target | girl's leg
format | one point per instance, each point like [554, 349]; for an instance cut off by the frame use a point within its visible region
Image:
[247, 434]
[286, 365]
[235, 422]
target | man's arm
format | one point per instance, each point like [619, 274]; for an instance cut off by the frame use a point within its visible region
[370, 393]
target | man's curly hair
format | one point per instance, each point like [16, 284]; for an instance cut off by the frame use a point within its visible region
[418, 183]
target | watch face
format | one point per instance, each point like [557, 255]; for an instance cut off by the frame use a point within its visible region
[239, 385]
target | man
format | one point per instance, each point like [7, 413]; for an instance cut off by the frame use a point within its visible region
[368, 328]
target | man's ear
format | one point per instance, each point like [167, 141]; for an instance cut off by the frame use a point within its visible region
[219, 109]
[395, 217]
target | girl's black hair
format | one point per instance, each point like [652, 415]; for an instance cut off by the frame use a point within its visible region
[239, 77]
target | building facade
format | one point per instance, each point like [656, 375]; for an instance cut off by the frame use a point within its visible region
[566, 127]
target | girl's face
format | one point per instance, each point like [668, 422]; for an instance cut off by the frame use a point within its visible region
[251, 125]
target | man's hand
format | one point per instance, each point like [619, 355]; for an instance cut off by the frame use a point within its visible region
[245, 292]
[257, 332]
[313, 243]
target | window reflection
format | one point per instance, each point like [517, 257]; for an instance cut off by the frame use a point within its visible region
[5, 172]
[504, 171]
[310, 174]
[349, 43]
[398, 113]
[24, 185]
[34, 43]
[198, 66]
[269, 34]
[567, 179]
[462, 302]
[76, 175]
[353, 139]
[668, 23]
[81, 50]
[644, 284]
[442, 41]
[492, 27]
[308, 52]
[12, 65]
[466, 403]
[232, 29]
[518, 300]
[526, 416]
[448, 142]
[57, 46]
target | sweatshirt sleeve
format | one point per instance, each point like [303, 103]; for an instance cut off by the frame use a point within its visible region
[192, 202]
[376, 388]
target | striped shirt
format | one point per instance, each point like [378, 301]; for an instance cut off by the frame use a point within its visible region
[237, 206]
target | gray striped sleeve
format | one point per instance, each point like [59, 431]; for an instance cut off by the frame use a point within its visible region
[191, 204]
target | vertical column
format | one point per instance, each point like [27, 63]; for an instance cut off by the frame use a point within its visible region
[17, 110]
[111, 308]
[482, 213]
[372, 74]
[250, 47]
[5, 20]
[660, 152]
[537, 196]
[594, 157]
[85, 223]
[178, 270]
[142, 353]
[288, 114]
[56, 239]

**Short task**
Reproduce the entire listing above verbatim, line for line, with no changes.

**Answer to the exercise**
target | girl's leg
format | one point per instance, each point like [554, 349]; for an instance cut off by the frame use a point within its visible region
Image:
[247, 434]
[286, 365]
[235, 422]
target | man's arm
format | one point per instance, each point like [619, 274]; for an instance cut off by the frame use a point within its visible region
[370, 393]
target | man's curly hair
format | one point per instance, each point like [16, 284]; for an instance cut off by the frame use a point within its visible region
[418, 183]
target | watch face
format | one point per instance, each point like [557, 255]; for an instance cut off by the frame use a point within its visible region
[239, 385]
target | man
format | one point per instance, each point like [7, 413]; for an instance cut off by the frame use a point within its visible region
[368, 328]
target | man's ear
format | one point per instance, each point like [167, 141]; for an instance cut off by the frame use a point within its visible region
[219, 109]
[395, 217]
target | girl's black hair
format | one point per instance, each point like [652, 415]; for an instance cut off by the frame use a point within its visible region
[239, 77]
target | building facade
format | one point per instance, each point like [656, 375]; for an instance cut off by the frame use a point within its visible region
[566, 127]
target | girl's face
format | one point per instance, each point like [668, 422]; for an instance cut off by the frame use a point within its visible region
[251, 125]
target | man's hand
format | one point per instance, each point like [619, 355]; for an instance cut off by the frame use a point within its visible region
[245, 292]
[257, 332]
[313, 243]
target | window reflection
format | one point per instance, each point like [517, 257]; for an instance cut off by the frame use a point within its visible region
[5, 172]
[504, 171]
[310, 174]
[349, 43]
[398, 113]
[24, 185]
[34, 43]
[198, 66]
[269, 34]
[567, 179]
[462, 302]
[76, 175]
[353, 139]
[668, 23]
[81, 50]
[644, 284]
[442, 41]
[492, 27]
[308, 52]
[12, 65]
[466, 403]
[232, 29]
[518, 300]
[526, 416]
[448, 142]
[57, 46]
target | sweatshirt sleeve
format | one point per instance, each point like [303, 103]; for an instance cut off by the frame use a point within its visible region
[192, 202]
[376, 388]
target | striped shirt
format | one point per instance, each point like [378, 301]; for an instance cut off by the frame use a point within its visible region
[237, 206]
target | gray striped sleeve
format | one point per instance, each point like [59, 431]; for an instance cut off by the frame use a point within its visible region
[191, 204]
target | vertical column
format | one point per instance, each point like [27, 63]; for an instance cut off by the frame use a point within its visible region
[17, 110]
[111, 308]
[482, 213]
[372, 74]
[250, 47]
[5, 20]
[660, 152]
[537, 196]
[594, 157]
[85, 223]
[178, 270]
[142, 353]
[288, 114]
[56, 239]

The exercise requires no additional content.